**Requirements:**
Revise the lines below so that every "dolphin" becomes "porpoise", and leave everything else as it is.

**Data for this task:**
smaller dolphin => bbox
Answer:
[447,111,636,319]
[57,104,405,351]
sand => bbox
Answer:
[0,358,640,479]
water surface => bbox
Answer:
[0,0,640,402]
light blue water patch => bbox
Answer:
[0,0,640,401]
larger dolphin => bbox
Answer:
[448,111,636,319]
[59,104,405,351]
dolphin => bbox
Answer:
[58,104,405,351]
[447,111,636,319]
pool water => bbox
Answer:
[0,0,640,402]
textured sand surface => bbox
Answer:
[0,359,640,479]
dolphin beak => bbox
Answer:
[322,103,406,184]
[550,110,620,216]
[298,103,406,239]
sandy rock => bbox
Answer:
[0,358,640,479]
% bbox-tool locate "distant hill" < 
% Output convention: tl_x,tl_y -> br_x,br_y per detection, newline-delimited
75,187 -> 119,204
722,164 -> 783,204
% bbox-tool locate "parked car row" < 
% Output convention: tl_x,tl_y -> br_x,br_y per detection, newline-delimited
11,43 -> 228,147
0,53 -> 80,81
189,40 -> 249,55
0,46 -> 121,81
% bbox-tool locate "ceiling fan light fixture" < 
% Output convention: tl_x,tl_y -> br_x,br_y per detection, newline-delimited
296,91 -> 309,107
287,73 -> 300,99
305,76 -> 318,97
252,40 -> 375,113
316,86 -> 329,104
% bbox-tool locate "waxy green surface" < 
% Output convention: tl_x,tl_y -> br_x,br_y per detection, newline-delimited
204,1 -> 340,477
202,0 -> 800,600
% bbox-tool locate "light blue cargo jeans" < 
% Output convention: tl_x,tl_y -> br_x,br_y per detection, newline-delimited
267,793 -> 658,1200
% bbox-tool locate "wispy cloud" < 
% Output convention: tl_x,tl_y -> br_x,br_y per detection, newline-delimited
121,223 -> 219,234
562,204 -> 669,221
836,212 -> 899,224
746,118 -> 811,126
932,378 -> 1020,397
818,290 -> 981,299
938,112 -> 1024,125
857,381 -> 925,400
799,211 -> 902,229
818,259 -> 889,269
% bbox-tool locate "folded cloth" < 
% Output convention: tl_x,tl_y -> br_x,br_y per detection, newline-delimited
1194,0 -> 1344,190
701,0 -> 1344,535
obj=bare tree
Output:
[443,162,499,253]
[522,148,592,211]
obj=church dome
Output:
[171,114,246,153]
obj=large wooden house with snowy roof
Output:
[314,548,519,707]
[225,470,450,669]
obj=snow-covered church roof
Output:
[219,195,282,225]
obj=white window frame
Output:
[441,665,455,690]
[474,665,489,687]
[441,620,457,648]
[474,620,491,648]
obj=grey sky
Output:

**Exercise output:**
smaller porpoise => bbox
Answer:
[447,111,636,319]
[57,104,405,351]
sand => bbox
Answer:
[0,358,640,479]
water surface => bbox
Answer:
[0,0,640,402]
light blue water patch => bbox
Answer:
[0,0,640,401]
larger porpoise => bbox
Answer:
[448,111,636,319]
[59,104,405,351]
porpoise => bbox
Answer:
[58,104,405,351]
[447,111,636,319]
pool water => bbox
Answer:
[0,0,640,402]
textured sand surface => bbox
Answer:
[0,359,640,479]
porpoise beak => bbox
Answer:
[322,103,406,184]
[550,110,620,216]
[298,103,406,239]
sandy rock => bbox
Answer:
[0,358,640,479]
% bbox-tool locate "distant hill" < 
% Output convention: tl_x,tl_y -> br_x,br_y per detection, newline-delimited
75,187 -> 119,204
722,164 -> 783,204
% bbox-tool locate "parked car row" < 
% Output convention: tl_x,tl_y -> br_x,br_y per detection, newline-delimited
11,43 -> 228,147
0,53 -> 80,81
189,40 -> 249,55
0,46 -> 121,81
% bbox-tool locate "ceiling fan light fixture" < 
% Output convention: tl_x,tl_y -> br_x,br_y per detection, newline-delimited
296,91 -> 309,107
287,73 -> 300,99
305,76 -> 318,97
252,40 -> 375,113
316,86 -> 329,104
% bbox-tool locate "waxy green surface" < 
% Output convention: tl_x,tl_y -> br_x,br_y per detection, newline-delimited
204,1 -> 340,477
202,0 -> 800,600
% bbox-tool locate "light blue cargo jeans" < 
% Output convention: tl_x,tl_y -> br_x,br_y per detection, newline-delimited
267,793 -> 658,1200
% bbox-tool locate "wispy cloud" < 
% Output convention: tl_x,tl_y -> br_x,br_y per detection, newline-delimited
121,223 -> 219,234
562,204 -> 669,221
836,212 -> 899,224
746,118 -> 811,126
932,378 -> 1020,397
818,290 -> 981,299
938,112 -> 1024,125
857,381 -> 925,400
799,211 -> 902,229
818,259 -> 889,269
% bbox-tool locate "folded cloth" < 
% Output convention: tl_x,tl_y -> br_x,br_y per detection, newline-delimited
1194,0 -> 1344,190
701,0 -> 1344,535
obj=bare tree
Output:
[443,162,499,253]
[522,148,592,211]
obj=church dome
Output:
[171,114,246,153]
obj=large wooden house with snowy roof
Output:
[314,548,519,707]
[225,470,450,669]
obj=snow-covered church roof
Output:
[219,195,282,225]
obj=white window frame
Output:
[441,665,455,690]
[474,665,489,687]
[441,620,457,648]
[474,620,491,648]
obj=grey sky
Output:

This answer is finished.